**Problem statement**
Copy only what runs from the line containing "grass stem in this photo." through the end of the material below, line for line, with both ends included.

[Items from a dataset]
+ + +
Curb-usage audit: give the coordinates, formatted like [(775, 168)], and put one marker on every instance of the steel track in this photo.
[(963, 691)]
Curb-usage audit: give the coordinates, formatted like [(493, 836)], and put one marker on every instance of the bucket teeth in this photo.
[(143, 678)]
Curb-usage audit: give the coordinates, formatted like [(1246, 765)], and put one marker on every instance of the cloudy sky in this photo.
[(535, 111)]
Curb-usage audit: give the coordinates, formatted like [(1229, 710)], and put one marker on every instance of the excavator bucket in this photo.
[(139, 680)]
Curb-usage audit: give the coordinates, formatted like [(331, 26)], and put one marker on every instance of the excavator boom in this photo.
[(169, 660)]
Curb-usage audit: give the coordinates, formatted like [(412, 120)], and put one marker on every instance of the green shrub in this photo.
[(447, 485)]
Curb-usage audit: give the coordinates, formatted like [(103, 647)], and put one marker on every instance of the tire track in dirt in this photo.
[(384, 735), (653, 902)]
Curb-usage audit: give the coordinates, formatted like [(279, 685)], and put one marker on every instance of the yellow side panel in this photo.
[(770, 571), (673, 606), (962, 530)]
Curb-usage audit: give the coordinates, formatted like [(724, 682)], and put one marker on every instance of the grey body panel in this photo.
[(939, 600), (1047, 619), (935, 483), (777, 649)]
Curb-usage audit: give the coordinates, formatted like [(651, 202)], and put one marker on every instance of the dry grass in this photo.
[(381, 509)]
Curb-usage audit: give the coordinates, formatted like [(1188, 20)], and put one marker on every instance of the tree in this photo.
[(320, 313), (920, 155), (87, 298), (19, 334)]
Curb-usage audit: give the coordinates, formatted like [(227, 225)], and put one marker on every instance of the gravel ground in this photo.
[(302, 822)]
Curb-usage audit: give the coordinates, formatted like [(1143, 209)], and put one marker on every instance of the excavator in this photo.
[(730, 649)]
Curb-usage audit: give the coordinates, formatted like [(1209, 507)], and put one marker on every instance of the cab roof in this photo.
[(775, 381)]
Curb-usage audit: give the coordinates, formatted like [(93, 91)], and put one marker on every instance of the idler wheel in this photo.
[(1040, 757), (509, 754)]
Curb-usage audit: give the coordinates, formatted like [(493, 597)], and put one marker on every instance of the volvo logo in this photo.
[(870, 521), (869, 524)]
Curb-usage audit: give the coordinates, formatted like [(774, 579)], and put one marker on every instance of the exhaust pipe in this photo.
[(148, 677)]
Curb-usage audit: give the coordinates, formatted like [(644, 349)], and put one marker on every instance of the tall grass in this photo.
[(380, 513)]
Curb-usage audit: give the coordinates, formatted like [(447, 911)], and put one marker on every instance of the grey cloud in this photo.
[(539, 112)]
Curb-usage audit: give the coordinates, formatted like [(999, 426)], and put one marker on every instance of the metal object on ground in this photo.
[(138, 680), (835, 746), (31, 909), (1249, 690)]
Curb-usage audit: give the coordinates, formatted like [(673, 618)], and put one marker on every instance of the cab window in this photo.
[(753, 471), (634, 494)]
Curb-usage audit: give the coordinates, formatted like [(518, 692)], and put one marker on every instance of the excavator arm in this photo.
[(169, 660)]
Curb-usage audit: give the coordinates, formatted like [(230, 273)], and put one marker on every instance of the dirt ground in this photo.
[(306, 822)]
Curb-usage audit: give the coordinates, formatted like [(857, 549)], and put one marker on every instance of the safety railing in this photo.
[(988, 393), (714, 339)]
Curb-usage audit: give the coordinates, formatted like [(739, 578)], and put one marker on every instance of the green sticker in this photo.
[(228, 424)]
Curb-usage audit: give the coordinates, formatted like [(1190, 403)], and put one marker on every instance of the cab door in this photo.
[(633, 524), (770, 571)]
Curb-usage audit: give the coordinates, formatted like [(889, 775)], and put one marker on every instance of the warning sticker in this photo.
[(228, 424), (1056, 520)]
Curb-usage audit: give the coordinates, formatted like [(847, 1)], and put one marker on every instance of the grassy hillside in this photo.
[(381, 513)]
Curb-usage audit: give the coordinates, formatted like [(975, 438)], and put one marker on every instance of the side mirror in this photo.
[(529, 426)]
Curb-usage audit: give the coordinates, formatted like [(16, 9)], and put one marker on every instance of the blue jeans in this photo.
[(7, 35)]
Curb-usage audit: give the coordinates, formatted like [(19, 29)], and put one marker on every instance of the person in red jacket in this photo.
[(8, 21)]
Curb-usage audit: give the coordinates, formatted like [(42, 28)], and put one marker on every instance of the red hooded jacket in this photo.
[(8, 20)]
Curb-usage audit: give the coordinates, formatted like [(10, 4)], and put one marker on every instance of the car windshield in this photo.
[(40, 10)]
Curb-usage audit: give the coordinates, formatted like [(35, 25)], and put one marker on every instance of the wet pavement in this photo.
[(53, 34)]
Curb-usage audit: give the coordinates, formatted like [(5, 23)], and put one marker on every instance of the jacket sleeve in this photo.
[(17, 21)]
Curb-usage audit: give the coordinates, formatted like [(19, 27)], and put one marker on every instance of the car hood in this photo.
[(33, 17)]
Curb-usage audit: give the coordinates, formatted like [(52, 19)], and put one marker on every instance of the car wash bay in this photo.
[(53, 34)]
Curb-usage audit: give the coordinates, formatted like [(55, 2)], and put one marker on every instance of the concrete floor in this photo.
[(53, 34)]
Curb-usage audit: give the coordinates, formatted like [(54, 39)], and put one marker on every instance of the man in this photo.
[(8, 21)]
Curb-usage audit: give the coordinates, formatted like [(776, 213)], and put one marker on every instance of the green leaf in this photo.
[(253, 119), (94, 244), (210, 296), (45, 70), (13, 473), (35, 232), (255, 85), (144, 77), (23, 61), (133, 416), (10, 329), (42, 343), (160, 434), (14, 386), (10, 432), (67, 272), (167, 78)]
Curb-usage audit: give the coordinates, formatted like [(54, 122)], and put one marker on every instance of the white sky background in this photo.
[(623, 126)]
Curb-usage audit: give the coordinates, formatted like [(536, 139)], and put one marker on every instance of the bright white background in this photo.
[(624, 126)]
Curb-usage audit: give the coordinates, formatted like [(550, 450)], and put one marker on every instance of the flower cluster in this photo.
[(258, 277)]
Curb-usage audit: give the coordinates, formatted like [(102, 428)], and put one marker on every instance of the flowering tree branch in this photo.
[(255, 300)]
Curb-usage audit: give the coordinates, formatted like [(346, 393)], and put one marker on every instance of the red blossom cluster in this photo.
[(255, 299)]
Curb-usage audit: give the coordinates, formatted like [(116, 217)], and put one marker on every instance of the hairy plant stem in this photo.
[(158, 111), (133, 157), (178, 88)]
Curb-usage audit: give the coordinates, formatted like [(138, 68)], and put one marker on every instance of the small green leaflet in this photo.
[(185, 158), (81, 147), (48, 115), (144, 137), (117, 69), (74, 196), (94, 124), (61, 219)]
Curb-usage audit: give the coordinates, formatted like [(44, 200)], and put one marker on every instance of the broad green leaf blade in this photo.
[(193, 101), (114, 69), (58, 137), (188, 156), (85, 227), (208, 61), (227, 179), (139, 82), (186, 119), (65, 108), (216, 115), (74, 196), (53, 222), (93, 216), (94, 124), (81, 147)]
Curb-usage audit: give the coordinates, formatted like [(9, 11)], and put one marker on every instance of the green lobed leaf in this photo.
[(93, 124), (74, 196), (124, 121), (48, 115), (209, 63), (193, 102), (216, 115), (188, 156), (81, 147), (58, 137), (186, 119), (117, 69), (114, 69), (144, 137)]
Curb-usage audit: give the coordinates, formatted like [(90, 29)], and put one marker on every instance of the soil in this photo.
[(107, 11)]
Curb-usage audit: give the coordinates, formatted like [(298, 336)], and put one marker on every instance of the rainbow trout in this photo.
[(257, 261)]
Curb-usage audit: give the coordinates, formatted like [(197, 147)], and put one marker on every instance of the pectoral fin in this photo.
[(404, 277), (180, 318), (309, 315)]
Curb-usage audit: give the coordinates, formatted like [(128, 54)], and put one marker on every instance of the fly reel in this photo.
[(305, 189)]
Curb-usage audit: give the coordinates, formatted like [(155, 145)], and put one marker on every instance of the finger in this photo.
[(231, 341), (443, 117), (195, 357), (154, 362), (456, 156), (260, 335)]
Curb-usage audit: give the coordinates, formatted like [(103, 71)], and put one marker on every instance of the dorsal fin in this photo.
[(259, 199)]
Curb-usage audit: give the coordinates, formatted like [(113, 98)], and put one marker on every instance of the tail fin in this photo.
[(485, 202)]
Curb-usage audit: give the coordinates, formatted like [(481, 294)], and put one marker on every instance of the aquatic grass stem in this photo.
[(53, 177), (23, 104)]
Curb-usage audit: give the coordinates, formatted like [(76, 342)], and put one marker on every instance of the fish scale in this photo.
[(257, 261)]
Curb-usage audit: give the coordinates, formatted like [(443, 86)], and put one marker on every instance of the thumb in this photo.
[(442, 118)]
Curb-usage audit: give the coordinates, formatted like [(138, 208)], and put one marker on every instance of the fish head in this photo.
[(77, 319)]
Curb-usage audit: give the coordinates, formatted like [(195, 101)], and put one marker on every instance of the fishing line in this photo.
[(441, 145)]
+ + +
**Solved problem**
Curb-usage audit: give the coordinates, formatted like [(481, 294)], and put one marker on every instance of the aquatic grass stem in this photo.
[(53, 177), (23, 104)]
Curb-usage audit: give the coordinates, formatted like [(76, 342)], and put one marker on every instance of the fish scale in this photo.
[(257, 261)]
Curb-usage audit: give the coordinates, formatted like [(443, 86)], and put one marker on every instance of the thumb in this photo.
[(442, 118)]
Curb-usage audit: give the coordinates, formatted like [(138, 208)], and put one marker on every instance of the fish head in this photo.
[(77, 319)]
Curb-usage audit: give the coordinates, formatted like [(195, 101)], and put one marker on every instance of the fishing line in this photo.
[(441, 145)]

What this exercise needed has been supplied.